Collected data:
+ + + + + + +

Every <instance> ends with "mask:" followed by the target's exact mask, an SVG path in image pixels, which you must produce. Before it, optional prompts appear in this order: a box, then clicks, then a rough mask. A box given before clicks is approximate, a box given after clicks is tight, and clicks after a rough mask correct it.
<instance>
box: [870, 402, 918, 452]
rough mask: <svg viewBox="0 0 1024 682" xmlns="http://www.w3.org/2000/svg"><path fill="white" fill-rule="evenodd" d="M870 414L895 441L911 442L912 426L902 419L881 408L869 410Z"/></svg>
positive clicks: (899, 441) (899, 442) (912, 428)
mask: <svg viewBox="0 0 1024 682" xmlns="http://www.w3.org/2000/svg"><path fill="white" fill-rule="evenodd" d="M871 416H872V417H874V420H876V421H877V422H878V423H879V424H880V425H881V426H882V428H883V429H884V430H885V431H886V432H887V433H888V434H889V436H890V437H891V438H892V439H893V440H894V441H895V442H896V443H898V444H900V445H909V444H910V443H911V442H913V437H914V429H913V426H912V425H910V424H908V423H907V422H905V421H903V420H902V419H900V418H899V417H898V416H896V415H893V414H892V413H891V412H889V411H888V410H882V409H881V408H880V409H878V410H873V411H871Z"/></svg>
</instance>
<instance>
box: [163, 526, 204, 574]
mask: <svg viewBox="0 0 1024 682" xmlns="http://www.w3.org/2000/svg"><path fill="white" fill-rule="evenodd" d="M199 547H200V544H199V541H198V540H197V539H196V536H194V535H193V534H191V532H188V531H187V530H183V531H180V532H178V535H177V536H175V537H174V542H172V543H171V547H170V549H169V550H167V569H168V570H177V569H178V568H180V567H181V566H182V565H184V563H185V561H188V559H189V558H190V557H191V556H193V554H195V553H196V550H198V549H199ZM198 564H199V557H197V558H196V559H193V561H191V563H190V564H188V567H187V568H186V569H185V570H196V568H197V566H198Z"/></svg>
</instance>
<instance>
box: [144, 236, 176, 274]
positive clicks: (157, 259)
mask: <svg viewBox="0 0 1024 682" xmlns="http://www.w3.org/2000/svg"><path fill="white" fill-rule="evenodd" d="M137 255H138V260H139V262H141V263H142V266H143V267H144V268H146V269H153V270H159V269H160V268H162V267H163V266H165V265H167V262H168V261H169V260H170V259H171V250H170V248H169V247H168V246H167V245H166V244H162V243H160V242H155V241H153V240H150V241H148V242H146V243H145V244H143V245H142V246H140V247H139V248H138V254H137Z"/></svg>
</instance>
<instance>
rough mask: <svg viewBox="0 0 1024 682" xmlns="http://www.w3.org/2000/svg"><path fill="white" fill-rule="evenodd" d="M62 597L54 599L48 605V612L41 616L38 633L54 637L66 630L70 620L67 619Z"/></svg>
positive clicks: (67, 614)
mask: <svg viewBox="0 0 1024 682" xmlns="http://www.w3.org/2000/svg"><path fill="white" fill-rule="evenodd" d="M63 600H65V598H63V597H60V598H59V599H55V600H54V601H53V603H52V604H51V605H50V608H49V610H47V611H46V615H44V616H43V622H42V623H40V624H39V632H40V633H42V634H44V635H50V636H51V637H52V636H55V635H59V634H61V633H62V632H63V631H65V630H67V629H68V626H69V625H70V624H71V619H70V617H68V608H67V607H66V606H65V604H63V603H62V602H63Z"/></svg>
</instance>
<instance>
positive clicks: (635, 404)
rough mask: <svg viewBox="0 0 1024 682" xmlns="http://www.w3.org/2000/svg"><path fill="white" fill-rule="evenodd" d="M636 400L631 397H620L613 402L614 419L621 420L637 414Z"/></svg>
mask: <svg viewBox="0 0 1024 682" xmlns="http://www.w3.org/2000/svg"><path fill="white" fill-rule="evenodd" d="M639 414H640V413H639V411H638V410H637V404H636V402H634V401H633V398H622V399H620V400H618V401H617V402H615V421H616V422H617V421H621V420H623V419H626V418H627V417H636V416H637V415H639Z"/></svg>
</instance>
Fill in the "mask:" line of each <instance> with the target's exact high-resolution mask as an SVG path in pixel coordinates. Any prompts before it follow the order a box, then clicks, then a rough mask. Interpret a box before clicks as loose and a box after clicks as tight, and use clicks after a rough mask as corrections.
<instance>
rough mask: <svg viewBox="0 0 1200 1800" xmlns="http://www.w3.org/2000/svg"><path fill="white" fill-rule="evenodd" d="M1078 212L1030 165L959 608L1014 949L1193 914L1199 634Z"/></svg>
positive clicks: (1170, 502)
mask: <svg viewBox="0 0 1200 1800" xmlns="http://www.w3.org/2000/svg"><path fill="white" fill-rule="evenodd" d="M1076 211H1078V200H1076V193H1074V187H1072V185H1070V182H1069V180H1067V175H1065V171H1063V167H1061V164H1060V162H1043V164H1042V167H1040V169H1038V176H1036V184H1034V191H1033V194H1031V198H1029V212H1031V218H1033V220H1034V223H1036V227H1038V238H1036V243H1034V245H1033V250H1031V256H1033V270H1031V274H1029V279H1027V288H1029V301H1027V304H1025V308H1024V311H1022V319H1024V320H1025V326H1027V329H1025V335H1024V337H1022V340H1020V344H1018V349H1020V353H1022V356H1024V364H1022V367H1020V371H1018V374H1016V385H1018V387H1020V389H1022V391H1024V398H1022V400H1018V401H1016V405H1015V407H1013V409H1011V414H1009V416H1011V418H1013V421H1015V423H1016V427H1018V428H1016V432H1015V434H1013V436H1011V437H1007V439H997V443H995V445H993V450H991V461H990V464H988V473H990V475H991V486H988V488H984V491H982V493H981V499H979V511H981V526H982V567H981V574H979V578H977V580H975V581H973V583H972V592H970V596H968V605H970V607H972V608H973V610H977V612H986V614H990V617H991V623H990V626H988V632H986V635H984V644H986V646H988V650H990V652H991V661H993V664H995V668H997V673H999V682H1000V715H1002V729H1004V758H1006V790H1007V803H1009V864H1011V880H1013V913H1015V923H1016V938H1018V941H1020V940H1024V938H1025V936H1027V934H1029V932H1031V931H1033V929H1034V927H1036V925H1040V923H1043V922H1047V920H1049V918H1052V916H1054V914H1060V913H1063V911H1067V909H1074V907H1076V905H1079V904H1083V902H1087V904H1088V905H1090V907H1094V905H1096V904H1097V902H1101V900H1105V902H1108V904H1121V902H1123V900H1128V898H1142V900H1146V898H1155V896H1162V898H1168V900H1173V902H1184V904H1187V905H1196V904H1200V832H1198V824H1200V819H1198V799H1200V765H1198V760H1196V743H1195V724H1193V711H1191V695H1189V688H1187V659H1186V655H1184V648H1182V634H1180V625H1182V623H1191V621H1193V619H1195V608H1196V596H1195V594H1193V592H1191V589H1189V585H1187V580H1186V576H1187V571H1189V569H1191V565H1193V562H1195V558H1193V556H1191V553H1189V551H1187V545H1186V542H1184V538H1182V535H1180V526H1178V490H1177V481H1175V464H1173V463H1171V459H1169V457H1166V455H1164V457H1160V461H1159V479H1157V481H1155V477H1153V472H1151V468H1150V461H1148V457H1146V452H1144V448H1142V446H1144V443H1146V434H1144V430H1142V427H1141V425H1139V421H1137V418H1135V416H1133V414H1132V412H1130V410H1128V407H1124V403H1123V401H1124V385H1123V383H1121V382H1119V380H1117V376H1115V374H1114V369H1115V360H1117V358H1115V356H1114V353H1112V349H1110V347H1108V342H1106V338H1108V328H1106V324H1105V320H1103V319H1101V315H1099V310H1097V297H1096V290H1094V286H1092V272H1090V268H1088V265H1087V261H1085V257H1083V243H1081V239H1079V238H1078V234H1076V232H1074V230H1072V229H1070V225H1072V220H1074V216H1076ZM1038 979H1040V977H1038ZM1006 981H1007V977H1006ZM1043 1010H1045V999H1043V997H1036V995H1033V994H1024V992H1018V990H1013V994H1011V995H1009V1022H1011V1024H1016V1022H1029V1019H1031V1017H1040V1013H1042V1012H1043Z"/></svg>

+ + + + + + +

◆ **Task description**
Produce only the lines from the line containing "597L54 599L48 605V612L41" through the line containing "positive clicks: (635, 404)", inclusive of both, exactly as they stand in the entries above.

◆ **Answer below**
rough mask: <svg viewBox="0 0 1024 682" xmlns="http://www.w3.org/2000/svg"><path fill="white" fill-rule="evenodd" d="M62 597L54 599L48 605V612L41 616L38 633L54 637L66 630L70 620L67 619Z"/></svg>
positive clicks: (67, 614)
mask: <svg viewBox="0 0 1024 682" xmlns="http://www.w3.org/2000/svg"><path fill="white" fill-rule="evenodd" d="M63 600H65V598H63V597H60V598H59V599H55V600H54V601H53V603H52V604H51V605H50V608H49V610H47V611H46V615H44V616H43V622H42V623H40V624H39V632H40V633H42V634H44V635H50V636H51V637H52V636H55V635H59V634H61V633H62V632H63V631H65V630H67V629H68V626H69V625H70V624H71V619H70V617H68V608H67V607H66V606H65V604H63V603H62V602H63Z"/></svg>
</instance>
<instance>
positive clicks: (635, 404)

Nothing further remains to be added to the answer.